**PROBLEM DESCRIPTION**. Swap each "instance" in the material below for "occurrence", and write out all of it again with nothing else changed.

**DATA ENTRIES**.

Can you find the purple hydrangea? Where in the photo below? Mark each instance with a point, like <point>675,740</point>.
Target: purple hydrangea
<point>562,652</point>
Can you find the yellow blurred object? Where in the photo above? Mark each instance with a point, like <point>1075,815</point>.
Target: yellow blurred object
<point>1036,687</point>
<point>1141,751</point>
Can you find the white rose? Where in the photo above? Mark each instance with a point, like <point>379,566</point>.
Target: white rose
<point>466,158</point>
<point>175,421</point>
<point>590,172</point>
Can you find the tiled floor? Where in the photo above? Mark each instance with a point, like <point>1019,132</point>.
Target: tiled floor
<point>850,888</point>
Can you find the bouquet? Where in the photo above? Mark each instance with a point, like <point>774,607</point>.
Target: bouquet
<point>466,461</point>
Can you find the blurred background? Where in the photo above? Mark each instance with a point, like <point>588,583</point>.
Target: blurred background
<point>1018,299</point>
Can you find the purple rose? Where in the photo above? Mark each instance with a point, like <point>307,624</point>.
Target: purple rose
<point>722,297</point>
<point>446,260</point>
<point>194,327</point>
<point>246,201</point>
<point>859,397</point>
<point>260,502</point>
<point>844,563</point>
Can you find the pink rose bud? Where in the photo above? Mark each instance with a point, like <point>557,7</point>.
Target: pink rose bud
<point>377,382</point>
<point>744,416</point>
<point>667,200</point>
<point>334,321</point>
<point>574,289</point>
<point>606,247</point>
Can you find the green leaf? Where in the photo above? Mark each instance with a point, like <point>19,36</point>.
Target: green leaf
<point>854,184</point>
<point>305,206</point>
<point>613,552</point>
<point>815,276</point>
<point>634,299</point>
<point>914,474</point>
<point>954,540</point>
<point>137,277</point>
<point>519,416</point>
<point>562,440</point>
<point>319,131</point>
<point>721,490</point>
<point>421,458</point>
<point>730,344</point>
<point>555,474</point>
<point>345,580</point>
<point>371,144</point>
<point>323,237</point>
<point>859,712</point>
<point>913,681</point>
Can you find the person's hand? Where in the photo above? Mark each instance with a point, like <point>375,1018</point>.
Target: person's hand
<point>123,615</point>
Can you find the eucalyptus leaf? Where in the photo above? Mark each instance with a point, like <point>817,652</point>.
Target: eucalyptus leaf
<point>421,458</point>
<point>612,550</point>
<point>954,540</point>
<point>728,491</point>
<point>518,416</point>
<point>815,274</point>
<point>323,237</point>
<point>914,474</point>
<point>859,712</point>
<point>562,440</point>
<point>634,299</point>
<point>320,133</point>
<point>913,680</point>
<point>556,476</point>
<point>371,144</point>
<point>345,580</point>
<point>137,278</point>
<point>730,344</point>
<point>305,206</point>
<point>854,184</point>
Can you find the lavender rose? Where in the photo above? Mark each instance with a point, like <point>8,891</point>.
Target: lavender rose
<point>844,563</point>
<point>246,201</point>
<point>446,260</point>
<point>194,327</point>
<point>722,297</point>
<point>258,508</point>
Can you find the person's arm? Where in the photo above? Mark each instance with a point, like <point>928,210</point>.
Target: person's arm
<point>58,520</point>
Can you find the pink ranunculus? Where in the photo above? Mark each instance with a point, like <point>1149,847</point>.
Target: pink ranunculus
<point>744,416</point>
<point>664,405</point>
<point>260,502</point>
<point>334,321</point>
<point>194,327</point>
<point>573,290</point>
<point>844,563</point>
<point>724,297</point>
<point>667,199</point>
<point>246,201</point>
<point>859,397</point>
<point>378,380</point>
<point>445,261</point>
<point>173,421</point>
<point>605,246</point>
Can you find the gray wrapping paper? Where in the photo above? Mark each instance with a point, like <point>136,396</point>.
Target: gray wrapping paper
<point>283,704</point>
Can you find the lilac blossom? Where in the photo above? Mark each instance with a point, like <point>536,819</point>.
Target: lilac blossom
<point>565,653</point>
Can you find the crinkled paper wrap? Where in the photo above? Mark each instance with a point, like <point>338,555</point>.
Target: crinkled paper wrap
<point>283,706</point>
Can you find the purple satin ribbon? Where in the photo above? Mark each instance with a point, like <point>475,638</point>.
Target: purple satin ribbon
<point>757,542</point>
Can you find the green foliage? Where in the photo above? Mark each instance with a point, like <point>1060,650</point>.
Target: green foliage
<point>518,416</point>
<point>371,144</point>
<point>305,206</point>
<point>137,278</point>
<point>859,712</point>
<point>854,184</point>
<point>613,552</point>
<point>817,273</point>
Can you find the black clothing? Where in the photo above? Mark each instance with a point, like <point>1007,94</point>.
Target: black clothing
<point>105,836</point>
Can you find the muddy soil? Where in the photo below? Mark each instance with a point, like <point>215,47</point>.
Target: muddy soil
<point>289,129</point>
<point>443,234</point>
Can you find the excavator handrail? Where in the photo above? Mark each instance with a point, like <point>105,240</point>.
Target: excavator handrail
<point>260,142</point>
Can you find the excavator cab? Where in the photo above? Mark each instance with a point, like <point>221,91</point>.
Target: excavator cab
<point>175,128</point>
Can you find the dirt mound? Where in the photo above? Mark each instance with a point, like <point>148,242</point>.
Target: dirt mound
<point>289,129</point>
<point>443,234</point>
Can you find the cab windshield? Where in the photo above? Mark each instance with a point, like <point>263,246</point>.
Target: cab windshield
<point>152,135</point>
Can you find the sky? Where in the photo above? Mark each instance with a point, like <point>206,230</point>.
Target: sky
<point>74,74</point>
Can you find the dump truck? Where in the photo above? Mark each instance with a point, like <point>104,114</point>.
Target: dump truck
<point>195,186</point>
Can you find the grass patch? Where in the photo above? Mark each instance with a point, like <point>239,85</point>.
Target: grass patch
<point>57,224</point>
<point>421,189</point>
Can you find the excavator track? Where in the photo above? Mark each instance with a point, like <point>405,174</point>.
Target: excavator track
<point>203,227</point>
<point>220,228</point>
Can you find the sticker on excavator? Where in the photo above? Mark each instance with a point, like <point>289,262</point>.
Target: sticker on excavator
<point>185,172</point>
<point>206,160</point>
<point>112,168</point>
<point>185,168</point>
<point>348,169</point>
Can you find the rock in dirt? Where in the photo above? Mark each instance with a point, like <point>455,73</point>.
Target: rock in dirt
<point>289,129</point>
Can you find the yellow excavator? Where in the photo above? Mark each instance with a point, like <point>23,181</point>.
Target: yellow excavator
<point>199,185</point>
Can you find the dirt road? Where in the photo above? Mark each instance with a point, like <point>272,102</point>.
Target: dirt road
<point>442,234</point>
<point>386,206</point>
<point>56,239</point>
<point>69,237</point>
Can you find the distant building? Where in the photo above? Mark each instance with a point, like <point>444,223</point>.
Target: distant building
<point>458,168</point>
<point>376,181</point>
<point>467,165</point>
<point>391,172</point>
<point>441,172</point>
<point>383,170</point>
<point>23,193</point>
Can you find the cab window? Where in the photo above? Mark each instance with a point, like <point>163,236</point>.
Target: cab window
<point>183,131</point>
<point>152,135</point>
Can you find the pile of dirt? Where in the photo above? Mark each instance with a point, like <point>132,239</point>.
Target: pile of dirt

**EXERCISE SOLUTION**.
Can you find the purple hydrangea? Where in the photo below? Mark each occurrence with a point, like <point>675,740</point>.
Target: purple hydrangea
<point>562,652</point>
Can you find the yellow blurred object? Where in the photo above? Mark each occurrence with a point, like <point>1075,815</point>.
Target: yellow blurred object
<point>1036,687</point>
<point>1141,751</point>
Can you find the white rose? Where in the photo above? Mark each occurrence with a point, like <point>379,566</point>.
Target: white rose
<point>466,158</point>
<point>175,421</point>
<point>590,172</point>
Can you find the tiled floor? Where in the photo above? Mark each occurrence with a point, like <point>1019,132</point>.
Target: tiled floor
<point>850,888</point>
Can you find the bouquet? Where in the photo above? Mark each occurrence with a point, like <point>774,607</point>.
Target: bouquet
<point>466,461</point>
Can you find the blurred background? Where in the photo above? Mark each occurrence with a point, like <point>588,583</point>.
Target: blurred background
<point>1018,299</point>
Can you find the purple rose? Where in the photo above? Mark each occurrence with a point, like <point>307,624</point>.
Target: purple rose
<point>722,297</point>
<point>446,260</point>
<point>194,327</point>
<point>246,201</point>
<point>859,397</point>
<point>260,502</point>
<point>844,563</point>
Can you find the pink rose bud? Where in the photo above? Mark each occurrence with a point, like <point>557,7</point>.
Target: pink rose bud
<point>377,382</point>
<point>744,416</point>
<point>667,200</point>
<point>334,321</point>
<point>574,289</point>
<point>606,247</point>
Can you find the green leaf? Where in the photo above? Mark each occurrence with a point, like <point>19,36</point>.
Target: green leaf
<point>854,184</point>
<point>305,206</point>
<point>613,552</point>
<point>815,276</point>
<point>634,299</point>
<point>914,474</point>
<point>954,540</point>
<point>137,277</point>
<point>519,416</point>
<point>562,440</point>
<point>319,131</point>
<point>721,490</point>
<point>421,458</point>
<point>730,344</point>
<point>555,474</point>
<point>345,580</point>
<point>371,144</point>
<point>323,237</point>
<point>859,712</point>
<point>913,681</point>
Can you find the person's hand? Where in the photo above? Mark each occurrence with a point, like <point>375,1018</point>.
Target: person's hand
<point>123,615</point>
Can you find the eucalyptus leaf? Where in the photo above? Mark each occurrence with a point, like <point>817,652</point>.
Target: eucalyptus leaf
<point>421,458</point>
<point>612,550</point>
<point>954,540</point>
<point>728,491</point>
<point>518,416</point>
<point>815,274</point>
<point>323,237</point>
<point>914,474</point>
<point>859,712</point>
<point>562,440</point>
<point>634,299</point>
<point>320,133</point>
<point>913,680</point>
<point>556,476</point>
<point>371,144</point>
<point>345,580</point>
<point>137,278</point>
<point>730,344</point>
<point>305,206</point>
<point>854,184</point>
Can you find the lavender rose? Where in the photo above? Mark each occurrence with a point, like <point>8,891</point>.
Target: lavender rose
<point>844,563</point>
<point>246,201</point>
<point>446,260</point>
<point>194,327</point>
<point>722,297</point>
<point>258,508</point>
Can you find the person's arm? Where in the photo above? Mark each occurrence with a point, like <point>928,210</point>.
Target: person's arm
<point>58,520</point>
Can you find the pink ranunculus? Where in the photo above? Mark each occurrence with a point, like <point>1149,847</point>.
Target: pink ranunculus
<point>744,416</point>
<point>664,405</point>
<point>260,502</point>
<point>334,321</point>
<point>194,327</point>
<point>573,290</point>
<point>844,563</point>
<point>724,297</point>
<point>667,199</point>
<point>246,201</point>
<point>859,397</point>
<point>378,380</point>
<point>445,261</point>
<point>173,421</point>
<point>605,246</point>
Can you find the gray wrapping paper? Where in the photo above? Mark each occurrence with a point, like <point>136,396</point>.
Target: gray wrapping paper
<point>283,704</point>
Can you find the lilac blossom? Where in the photo above? Mark each occurrence with a point, like <point>536,819</point>.
Target: lilac blossom
<point>565,653</point>
Can you find the crinkled paper wrap? Where in the photo above? Mark each occurrence with a point, like <point>338,555</point>.
Target: crinkled paper wrap
<point>283,706</point>
Can you find the purple satin ribbon? Where in the photo above? Mark each occurrence with a point, like <point>475,638</point>.
Target: purple satin ribbon
<point>757,542</point>
Can you find the green foliage? Where in the photo above? Mark each occurrence with a point, like <point>1060,650</point>.
Target: green foliage
<point>518,416</point>
<point>371,144</point>
<point>305,206</point>
<point>137,278</point>
<point>859,712</point>
<point>854,184</point>
<point>613,552</point>
<point>817,273</point>
Can you find the black clothing? Where in the photo above? Mark each occurrence with a point, like <point>1007,94</point>.
Target: black clothing
<point>105,836</point>
Can you find the muddy soil? Where in the photo below? Mark each occurrence with a point, like <point>215,47</point>.
Target: muddy soil
<point>289,129</point>
<point>443,234</point>
Can you find the excavator handrail? Where in the photo above? Mark each occurrence with a point, like <point>105,240</point>.
Target: excavator handrail
<point>260,142</point>
Can you find the excavator cab? Where in the photo above? Mark each occurrence with a point, like <point>221,91</point>.
Target: excavator cab
<point>175,128</point>
Can you find the dirt mound? Where in the photo above? Mark each occurrence with a point, like <point>148,242</point>.
Target: dirt mound
<point>289,129</point>
<point>443,234</point>
Can you find the cab windshield? Where in the photo above? Mark each occurrence with a point, like <point>263,246</point>.
Target: cab windshield
<point>152,135</point>
Can you find the sky? Where in the photo above? Mark each occurrence with a point, like <point>206,230</point>.
Target: sky
<point>74,74</point>
Can you find the dump truck? Where in the photo above? Mark each occurrence with a point, like <point>104,114</point>.
Target: dump truck
<point>195,186</point>
Can you find the grass patch? Where in the photo above? Mark each occurrence with a point, like <point>239,85</point>.
Target: grass patch
<point>57,224</point>
<point>421,189</point>
Can you find the excavator track? Where in the photo above? Mark each occurrence with a point, like <point>405,174</point>.
Target: excavator track
<point>203,227</point>
<point>220,228</point>
Can you find the sticker on excavator? Where in the photo above? Mark each occurrence with a point, like <point>289,262</point>.
Target: sticker on excavator
<point>185,172</point>
<point>206,160</point>
<point>112,168</point>
<point>185,168</point>
<point>348,169</point>
Can you find the rock in dirt? Where in the photo above? Mark each occurrence with a point, like <point>455,73</point>.
Target: rock in dirt
<point>289,129</point>
Can you find the yellow excavator? Where in the photo above? Mark each occurrence with a point, like <point>23,181</point>.
Target: yellow excavator
<point>199,185</point>
Can you find the dirt road? Where in the photo above? Mark each occurrence with a point, like <point>272,102</point>.
Target: dirt road
<point>442,234</point>
<point>386,206</point>
<point>56,239</point>
<point>69,237</point>
Can you find the distant building? Where in the photo above? Mark each occurrence with a point, like <point>444,223</point>.
Target: distant building
<point>458,168</point>
<point>376,181</point>
<point>467,165</point>
<point>391,172</point>
<point>441,172</point>
<point>383,170</point>
<point>23,193</point>
Can you find the cab window? Where in the photo above? Mark each occurrence with a point, like <point>163,236</point>.
Target: cab window
<point>183,131</point>
<point>152,135</point>
Can you find the pile of dirt? Where in the photo above? Mark each occurrence with a point, like <point>132,239</point>.
Target: pile of dirt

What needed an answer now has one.